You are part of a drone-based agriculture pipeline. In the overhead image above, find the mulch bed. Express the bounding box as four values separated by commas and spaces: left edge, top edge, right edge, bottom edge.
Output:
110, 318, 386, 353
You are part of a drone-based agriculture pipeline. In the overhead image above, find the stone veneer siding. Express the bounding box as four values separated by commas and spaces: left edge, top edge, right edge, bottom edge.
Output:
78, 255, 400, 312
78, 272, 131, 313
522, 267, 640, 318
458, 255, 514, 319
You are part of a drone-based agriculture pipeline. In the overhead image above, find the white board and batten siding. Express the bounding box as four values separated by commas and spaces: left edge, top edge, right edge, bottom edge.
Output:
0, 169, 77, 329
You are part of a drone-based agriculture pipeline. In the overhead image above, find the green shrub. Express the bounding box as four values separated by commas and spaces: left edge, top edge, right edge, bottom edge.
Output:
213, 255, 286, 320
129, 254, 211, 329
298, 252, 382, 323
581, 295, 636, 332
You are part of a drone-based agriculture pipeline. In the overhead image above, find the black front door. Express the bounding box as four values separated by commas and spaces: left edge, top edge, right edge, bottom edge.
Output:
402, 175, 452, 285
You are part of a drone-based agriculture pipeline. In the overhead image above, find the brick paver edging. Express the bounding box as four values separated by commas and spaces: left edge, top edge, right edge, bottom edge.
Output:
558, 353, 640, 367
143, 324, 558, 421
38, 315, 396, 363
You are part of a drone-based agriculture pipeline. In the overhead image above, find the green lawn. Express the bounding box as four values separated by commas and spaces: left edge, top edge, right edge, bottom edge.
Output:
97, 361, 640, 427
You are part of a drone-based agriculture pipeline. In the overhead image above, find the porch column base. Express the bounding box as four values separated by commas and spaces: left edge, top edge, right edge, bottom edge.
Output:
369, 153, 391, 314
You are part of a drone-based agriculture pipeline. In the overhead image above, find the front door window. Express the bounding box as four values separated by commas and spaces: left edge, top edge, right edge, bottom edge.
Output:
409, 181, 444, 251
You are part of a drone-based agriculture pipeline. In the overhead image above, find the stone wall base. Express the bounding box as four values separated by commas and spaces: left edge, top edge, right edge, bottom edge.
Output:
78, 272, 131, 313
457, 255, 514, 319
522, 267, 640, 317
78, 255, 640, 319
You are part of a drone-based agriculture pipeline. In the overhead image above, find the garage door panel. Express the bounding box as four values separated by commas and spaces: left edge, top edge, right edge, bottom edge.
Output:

--------------------------------------------------

Your instructions:
Please output all the lines above as a numbered list, leaving out any blank lines.

Solution to this exercise:
1. You are part of a drone-based agriculture pipeline. In the overhead image above, find the mulch bed. Express the bounding box as four values separated by commas and spaces: left edge, top edge, right edge, bottom edge.
2. Output:
3. 110, 318, 386, 353
4. You are part of a drone-based agriculture pipeline. In the overhead image above, find the stone veneer siding. Express the bounding box as four values separated by commas and spaces: left edge, top edge, right edge, bottom edge.
5. Output:
6. 78, 255, 400, 312
7. 78, 272, 131, 313
8. 522, 267, 640, 318
9. 458, 255, 514, 319
10. You are part of a drone-based agriculture pipeline. In the overhead image above, find the white board and batten siding. Express the bounding box as four values separated by commas and spaces: left edge, top edge, right edge, bottom edge.
11. Output:
12. 0, 169, 77, 329
13. You are part of a drone-based agriculture pipeline. In the overhead image above, find the green shrub. Express the bounding box as four values separated by commas and spaces: left edge, top edge, right edge, bottom edge.
14. Output:
15. 213, 255, 286, 320
16. 129, 254, 211, 329
17. 298, 252, 382, 323
18. 581, 295, 636, 332
19. You are part of a drone-based agriculture pipeline. In the overhead image above, find the black front door. Express the bounding box as four values separated by commas and spaces: left edge, top edge, right edge, bottom edge.
20. Output:
21. 402, 175, 452, 285
22. You are part of a drone-based agriculture pipeline. In the overhead image above, find the brick paver edging. Express the bounding box as four values separated by commas and spaces: left edge, top edge, right edge, bottom edge.
23. Output:
24. 558, 353, 640, 367
25. 143, 324, 558, 421
26. 38, 315, 396, 363
27. You are part of a drone-based agriculture pipeline. In the overhead image above, find the green lawn. Express the bounding box as four values separated by commas and spaces: left edge, top edge, right edge, bottom edge.
28. Output:
29. 97, 361, 640, 427
30. You are part of a drone-based agriculture pipeline. In the overhead image above, find the porch column base. Express the bounding box as four values separated by commas and spaces: left edge, top edge, right edge, bottom edge.
31. Output:
32. 369, 153, 391, 314
33. You are part of a drone-based agriculture pipeline. In the overhead image above, find the front door window. Express the bounding box as four values separated by commas and spaces: left edge, top edge, right edge, bottom edge.
34. Output:
35. 409, 181, 444, 251
36. You are part of a drone-based agriculture pipeline. In the overhead image above, find the stone wall base. Express the bounding box as four values separated by commas and spaces: left edge, top edge, right edge, bottom edge.
37. Output:
38. 78, 272, 131, 313
39. 457, 255, 514, 319
40. 522, 267, 640, 317
41. 78, 255, 640, 319
42. You are part of a drone-based agriculture pipeline. In the overhead image above, find the garage door panel. Express the bounding box as four values separated by commas and spaces: left edge, top edge, right edge, bottom edge.
43. Output:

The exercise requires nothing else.